◆ **TEXT EXCERPT**
A certain portion of the spanish speaking population speak very local dialects. Think about your own native language and whether you can understand your fellow speakers in all cases…. a farmer? A fisherman? A city dweller? An inner city dweller? Suburbs? Tough guys? Nice guys? Limited education? From different regions?
It is unlikely. Do you know that a boot is a trunk? I was talking with people brought up in africa and was following along until they mentioned the boot… then i remembered it means trunk in british english… this issue is compounded with spanish speakers.
Andrew Barr says
Hola Mustafa, yes, you make a good point! Some Spanish natives have very strong accents and use local idiomatic phrases and expressions. It is important when you are looking for Spanish natives to practice with that you try to find natives that will use clear and common Spanish with you.
Amy E. Botticello says
Great article Andrew! I agree that the “right” conversation partner is one who you feel free to ask lots of questions and to admit when you didn’t understand something. I am hesitant to admit that I didn’t get something, but when I do, I am always the better off for it. Often times I learn that I had a very good reason for not understanding something (that it wasn’t a “dumb” question). In the end I always come away truly understanding something.
Andrew Barr says
Thanks for the comment Amy! I love your insight that you are hesitant to admit you didn’t get something but when you do you are better off for it. This is a fantastic approach and attitude towards improving your listening skills!! Keep up the good work 🙂
Ron says
Hi Andrew, this is a very helpful article, thank you. Listening comprehension is definitely the challenge. In my first immersion classes I was totally lost and frustrated. I need to be more assertive with my questions but its difficult not to feel stupid in a class of more accomplished students.
( P.S. learnt is not really a correct form)
Andrew Barr says
Thanks for the feedback Ron! Yes, I agree, often it’s much better to get your listening practice in one-on-one’s than immersion classes because it is easier to get involved in the conversation.
Saf Kakar says
Hello Andrew.
Thanks for your brilliant comments about listening and speaking Spanish. I have some friends who speak Spanish. They know I am learning Spanish. They would tease me with a burst of Spanish Sentences, and I would stand dumb, trying to understand the questions or comments they are making. As you said TV and movies speak Martian as far as I am concerned.

◆ **RAW DATA**
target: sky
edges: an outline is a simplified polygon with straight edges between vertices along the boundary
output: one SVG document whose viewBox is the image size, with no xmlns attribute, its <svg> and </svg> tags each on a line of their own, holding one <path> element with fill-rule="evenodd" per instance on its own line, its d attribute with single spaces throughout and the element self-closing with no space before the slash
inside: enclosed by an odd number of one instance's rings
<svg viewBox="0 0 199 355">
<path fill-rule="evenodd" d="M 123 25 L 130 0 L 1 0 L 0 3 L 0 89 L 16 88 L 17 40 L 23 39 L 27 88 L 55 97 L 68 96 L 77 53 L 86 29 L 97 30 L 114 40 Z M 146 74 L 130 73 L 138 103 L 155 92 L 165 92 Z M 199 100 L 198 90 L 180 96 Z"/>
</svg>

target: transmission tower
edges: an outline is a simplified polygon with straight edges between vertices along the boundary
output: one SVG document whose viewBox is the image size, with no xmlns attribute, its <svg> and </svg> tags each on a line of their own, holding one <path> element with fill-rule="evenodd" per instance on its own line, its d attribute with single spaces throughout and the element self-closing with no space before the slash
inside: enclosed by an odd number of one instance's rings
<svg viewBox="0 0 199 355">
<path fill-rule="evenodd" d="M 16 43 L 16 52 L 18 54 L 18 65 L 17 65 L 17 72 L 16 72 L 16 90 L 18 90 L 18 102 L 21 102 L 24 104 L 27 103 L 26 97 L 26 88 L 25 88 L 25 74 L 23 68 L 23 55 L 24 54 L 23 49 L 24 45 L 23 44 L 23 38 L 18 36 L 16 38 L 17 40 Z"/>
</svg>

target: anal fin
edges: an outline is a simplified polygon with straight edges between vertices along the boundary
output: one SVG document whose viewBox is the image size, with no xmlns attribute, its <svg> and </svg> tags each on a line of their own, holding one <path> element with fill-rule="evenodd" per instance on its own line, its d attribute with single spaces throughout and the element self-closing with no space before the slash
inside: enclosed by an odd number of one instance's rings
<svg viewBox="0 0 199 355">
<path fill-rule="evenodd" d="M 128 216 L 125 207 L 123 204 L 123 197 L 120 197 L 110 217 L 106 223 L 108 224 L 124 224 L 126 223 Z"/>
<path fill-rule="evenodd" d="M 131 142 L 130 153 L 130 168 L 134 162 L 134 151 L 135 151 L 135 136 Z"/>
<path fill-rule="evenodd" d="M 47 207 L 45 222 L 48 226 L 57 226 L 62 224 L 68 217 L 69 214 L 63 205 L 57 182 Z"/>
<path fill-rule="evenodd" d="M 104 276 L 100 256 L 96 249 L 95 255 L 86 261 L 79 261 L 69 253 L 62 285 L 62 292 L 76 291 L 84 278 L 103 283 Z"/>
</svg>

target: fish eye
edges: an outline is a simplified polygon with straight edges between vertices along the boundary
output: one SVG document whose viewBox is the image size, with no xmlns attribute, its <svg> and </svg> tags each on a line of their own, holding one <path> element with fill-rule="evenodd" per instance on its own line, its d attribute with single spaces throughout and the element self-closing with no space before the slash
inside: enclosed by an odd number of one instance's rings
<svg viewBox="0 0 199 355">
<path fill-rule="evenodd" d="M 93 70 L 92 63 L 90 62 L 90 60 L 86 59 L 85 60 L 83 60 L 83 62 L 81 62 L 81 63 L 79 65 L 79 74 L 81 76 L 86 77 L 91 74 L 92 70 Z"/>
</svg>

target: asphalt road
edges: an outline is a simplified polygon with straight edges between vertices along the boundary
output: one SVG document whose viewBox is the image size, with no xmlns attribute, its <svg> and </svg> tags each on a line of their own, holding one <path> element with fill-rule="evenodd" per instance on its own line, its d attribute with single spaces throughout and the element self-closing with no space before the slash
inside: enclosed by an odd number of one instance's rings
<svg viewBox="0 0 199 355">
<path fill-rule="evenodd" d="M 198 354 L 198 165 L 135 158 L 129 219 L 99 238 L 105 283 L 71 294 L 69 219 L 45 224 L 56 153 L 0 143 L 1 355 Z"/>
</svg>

◆ **WORK TO COMPLETE**
Please list every name that appears before "says" in the comment thread about Spanish listening, giving each name once. The rows were drawn from a separate source.

◆ **TASK OUTPUT**
Andrew Barr
Amy E. Botticello
Ron
Saf Kakar